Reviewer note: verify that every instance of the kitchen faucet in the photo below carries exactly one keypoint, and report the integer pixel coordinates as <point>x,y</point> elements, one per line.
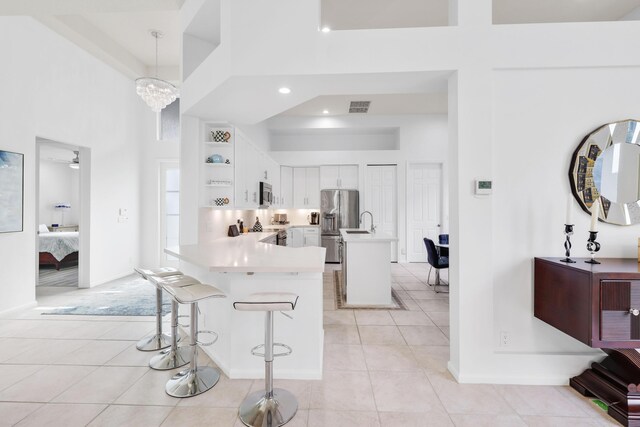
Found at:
<point>373,227</point>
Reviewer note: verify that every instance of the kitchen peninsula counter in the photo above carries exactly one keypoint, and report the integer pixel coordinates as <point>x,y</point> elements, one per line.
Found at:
<point>240,266</point>
<point>247,253</point>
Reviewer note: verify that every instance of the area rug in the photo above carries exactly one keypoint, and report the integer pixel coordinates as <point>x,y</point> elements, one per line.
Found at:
<point>396,302</point>
<point>131,296</point>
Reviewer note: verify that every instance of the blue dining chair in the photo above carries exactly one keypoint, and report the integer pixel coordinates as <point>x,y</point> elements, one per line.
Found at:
<point>435,261</point>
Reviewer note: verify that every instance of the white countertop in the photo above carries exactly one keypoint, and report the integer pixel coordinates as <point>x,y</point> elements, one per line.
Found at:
<point>246,253</point>
<point>378,236</point>
<point>267,227</point>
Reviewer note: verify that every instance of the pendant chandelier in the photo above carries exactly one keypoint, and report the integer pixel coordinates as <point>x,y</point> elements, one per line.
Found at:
<point>157,93</point>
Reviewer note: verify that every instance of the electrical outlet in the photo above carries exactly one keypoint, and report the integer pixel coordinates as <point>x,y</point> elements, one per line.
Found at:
<point>504,338</point>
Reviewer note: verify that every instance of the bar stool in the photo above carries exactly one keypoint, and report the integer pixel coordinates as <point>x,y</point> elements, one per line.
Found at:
<point>158,341</point>
<point>195,379</point>
<point>269,407</point>
<point>175,356</point>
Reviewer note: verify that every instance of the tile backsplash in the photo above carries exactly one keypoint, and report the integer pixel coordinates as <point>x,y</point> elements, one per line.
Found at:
<point>214,223</point>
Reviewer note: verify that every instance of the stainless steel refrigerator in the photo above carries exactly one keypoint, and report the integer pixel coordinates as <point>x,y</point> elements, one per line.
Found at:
<point>338,209</point>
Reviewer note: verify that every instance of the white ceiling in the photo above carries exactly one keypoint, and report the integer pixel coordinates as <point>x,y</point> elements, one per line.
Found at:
<point>547,11</point>
<point>381,104</point>
<point>363,14</point>
<point>366,14</point>
<point>131,31</point>
<point>117,31</point>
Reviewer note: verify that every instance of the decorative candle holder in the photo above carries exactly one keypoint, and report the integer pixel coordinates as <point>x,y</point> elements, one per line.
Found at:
<point>593,247</point>
<point>568,231</point>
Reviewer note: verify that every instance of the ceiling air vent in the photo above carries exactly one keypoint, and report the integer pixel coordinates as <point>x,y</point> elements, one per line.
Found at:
<point>359,106</point>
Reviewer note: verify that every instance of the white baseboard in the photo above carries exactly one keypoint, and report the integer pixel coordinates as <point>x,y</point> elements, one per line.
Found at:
<point>26,306</point>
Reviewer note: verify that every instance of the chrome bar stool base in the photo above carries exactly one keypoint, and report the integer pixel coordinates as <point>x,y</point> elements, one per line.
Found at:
<point>192,382</point>
<point>171,358</point>
<point>195,379</point>
<point>258,410</point>
<point>154,343</point>
<point>271,407</point>
<point>159,340</point>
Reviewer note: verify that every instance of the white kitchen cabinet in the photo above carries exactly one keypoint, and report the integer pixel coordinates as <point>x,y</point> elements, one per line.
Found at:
<point>286,187</point>
<point>306,188</point>
<point>241,191</point>
<point>247,173</point>
<point>295,237</point>
<point>349,177</point>
<point>217,145</point>
<point>299,187</point>
<point>313,188</point>
<point>275,181</point>
<point>329,176</point>
<point>311,236</point>
<point>339,176</point>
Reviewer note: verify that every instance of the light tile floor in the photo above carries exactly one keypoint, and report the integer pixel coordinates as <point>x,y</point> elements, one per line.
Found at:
<point>382,368</point>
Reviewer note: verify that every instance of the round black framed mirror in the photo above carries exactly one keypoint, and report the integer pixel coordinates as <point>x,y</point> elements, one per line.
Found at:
<point>606,166</point>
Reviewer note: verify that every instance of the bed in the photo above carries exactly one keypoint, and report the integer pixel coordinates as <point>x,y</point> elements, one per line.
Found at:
<point>58,248</point>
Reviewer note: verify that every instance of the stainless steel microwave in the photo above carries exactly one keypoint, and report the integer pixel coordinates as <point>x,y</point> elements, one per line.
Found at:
<point>266,194</point>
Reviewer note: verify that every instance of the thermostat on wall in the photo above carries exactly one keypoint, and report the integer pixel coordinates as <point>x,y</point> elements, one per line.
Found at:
<point>483,187</point>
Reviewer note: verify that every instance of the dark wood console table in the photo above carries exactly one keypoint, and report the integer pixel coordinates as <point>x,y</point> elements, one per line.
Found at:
<point>598,305</point>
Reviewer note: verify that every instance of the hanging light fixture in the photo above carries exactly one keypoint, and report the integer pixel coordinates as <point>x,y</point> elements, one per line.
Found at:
<point>155,92</point>
<point>75,162</point>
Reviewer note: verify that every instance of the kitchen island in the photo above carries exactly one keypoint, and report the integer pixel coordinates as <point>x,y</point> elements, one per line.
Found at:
<point>240,266</point>
<point>366,267</point>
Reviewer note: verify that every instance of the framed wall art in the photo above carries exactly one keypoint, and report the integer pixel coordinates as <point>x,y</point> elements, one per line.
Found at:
<point>11,191</point>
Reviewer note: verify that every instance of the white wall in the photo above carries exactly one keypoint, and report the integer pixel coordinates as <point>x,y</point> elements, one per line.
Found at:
<point>58,183</point>
<point>517,127</point>
<point>421,139</point>
<point>534,140</point>
<point>54,90</point>
<point>153,154</point>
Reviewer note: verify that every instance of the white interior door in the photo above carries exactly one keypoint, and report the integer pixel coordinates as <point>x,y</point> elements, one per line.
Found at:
<point>169,211</point>
<point>382,201</point>
<point>424,210</point>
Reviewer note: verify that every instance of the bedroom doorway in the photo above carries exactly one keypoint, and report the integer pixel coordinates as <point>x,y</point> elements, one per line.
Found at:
<point>61,213</point>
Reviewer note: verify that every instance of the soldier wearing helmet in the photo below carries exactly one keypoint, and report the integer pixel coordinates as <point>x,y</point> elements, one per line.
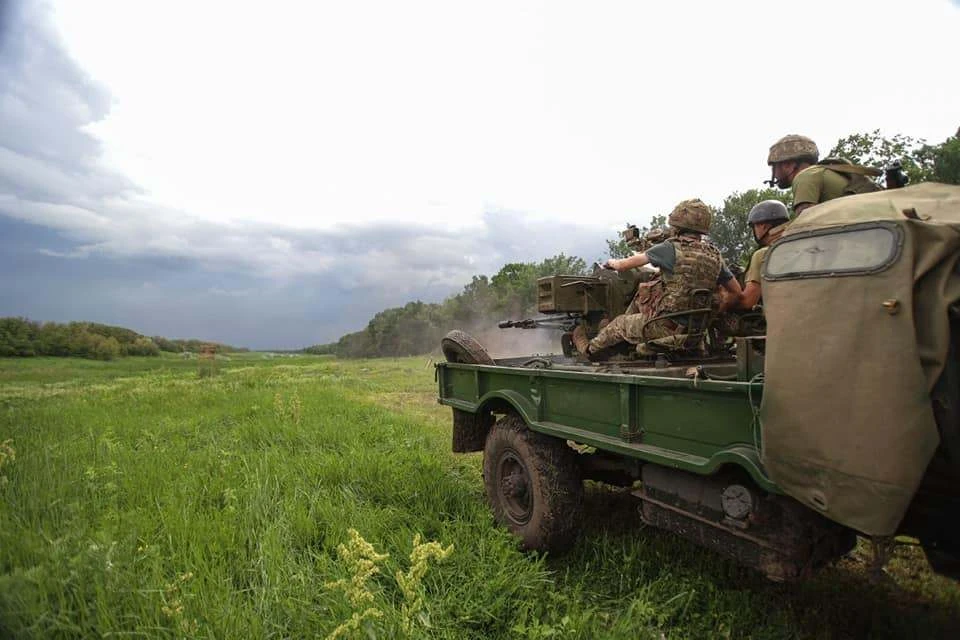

Goal of the exercise ▸ Report every line from the material above that mentions the word "kitchen".

Output for this task ▸
Reviewer note: verify that every instance of the kitchen faucet in the photo below carries exactly one keypoint, and report the integer pixel coordinates as <point>x,y</point> elements, one per line.
Reviewer note: verify that every instance of the kitchen peninsula counter in the photo above carries exactly one keypoint, and report the integer pixel coordinates as <point>x,y</point> elements, one per line.
Reviewer note: verify that every instance of the white kitchen cabinet in the photo above carries exactly one keypoint, and report the integer pixel coordinates as <point>x,y</point> elements, one per line.
Reviewer note: verify that every instance of the kitchen island in the photo above carries exactly one keypoint, and report the integer pixel coordinates as <point>x,y</point> elements, one per line.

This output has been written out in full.